Document excerpt
Special Calabrian Salami: “Soppressata di Decollatura”

10.7.2018

PERFECT SEASONING: THE DROP FROM A SLICE

If you want to taste a natural and authentic Mediterranea food, then “soppressata di Decollatura” is your choice.

It is a typical salami of the Calabrian plateau, called “Pre-Sila”, and is produced in the municipality of Decollatura (inside the territory of Catanzaro). This soppressata owes its prestige, above all, to the quality of native pigs, reared in the house with leftovers from the kitchen, acorns and bran. Further, the meat processing and maturing process accurately reflects the centuries-old traditions of Decollatura. So that you can justly say that Calabrian culture and cuisine mix together inside this special salami.

The meats, that are used for the preparation of “soppressata”, are the lean ones of the thighs and the fillets, mixed with the fat of the neck. The mixture of meat is then salted and mixed with sauce and peppers sauces. Then, the meat, so prepared, is  stuffed into the intestines. Finally, a typical characteristic of “soppressata” is the drop that comes out from the first cut, which indicates the perfect seasoning and quality.

This salami must be eaten raw and used as an appetizer. It must be cut into thin slices and accompanied by a local red wine, for example Donnici DOC, Melissa or Lamezia.

 

SLOW FOOD LOCAL COMMUNITY

At the end of June 2013 the first feast of the Decollatura’s Soppressata was held (of course…in the town of Decollatura).

Further, a local community of producers founded in Decollatura the so called “Accademia della Soppressata”. This institution, coming from an original idea of  mr. Ennio Bonacci, has the purpose to spread and keep alive the tradition of this Salami of Decollatura.

It is needless to remember that at Decollatura “soppressata” is produced by almost all families for self-consumption and by many farmers for direct sales. Therefore, the municipality of Decollatura, the Mountain Community and the Slow Food association have decided to set up a producers association of the… “Soppressata di Decollatura”.

 

Food and Wine in Calabria: legend and history

14.6.2018

LEGEND AND HISTORY

A legend tells that the Greek athlete Milo of Croton was able to drink 10 liters (2.6 US gal) of Ciró wine each day.  True or false, this story recalls the ancient tradition of a region, Calabria, in the very middle of Mediterranean basin to be devoted to winemaking.

Set exercise a
Copy the part of the soppressata article that begins at the words "This salami must" and stops after "Salami of Decollatura.".
The soppressata article and the records come from unrelated sources.

Supplied information
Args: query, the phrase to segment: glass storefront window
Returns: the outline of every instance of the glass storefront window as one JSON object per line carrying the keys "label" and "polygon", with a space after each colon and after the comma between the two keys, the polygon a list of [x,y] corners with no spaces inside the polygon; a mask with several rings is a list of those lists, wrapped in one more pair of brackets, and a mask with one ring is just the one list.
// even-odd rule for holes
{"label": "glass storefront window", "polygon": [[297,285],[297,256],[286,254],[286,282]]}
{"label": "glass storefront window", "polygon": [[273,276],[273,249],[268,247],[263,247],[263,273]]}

Set exercise b
Render every line of the records as a numbered list, leaving out any blank lines.

Worked answer a
This salami must be eaten raw and used as an appetizer. It must be cut into thin slices and accompanied by a local red wine, for example Donnici DOC, Melissa or Lamezia.

 

SLOW FOOD LOCAL COMMUNITY

At the end of June 2013 the first feast of the Decollatura’s Soppressata was held (of course…in the town of Decollatura).

Further, a local community of producers founded in Decollatura the so called “Accademia della Soppressata”. This institution, coming from an original idea of  mr. Ennio Bonacci, has the purpose to spread and keep alive the tradition of this Salami of Decollatura.

Worked answer b
1. Args: query, the phrase to segment: glass storefront window
2. Returns: the outline of every instance of the glass storefront window as one JSON object per line carrying the keys "label" and "polygon", with a space after each colon and after the comma between the two keys, the polygon a list of [x,y] corners with no spaces inside the polygon; a mask with several rings is a list of those lists, wrapped in one more pair of brackets, and a mask with one ring is just the one list.
3. // even-odd rule for holes
4. {"label": "glass storefront window", "polygon": [[297,285],[297,256],[286,254],[286,282]]}
5. {"label": "glass storefront window", "polygon": [[273,276],[273,249],[268,247],[263,247],[263,273]]}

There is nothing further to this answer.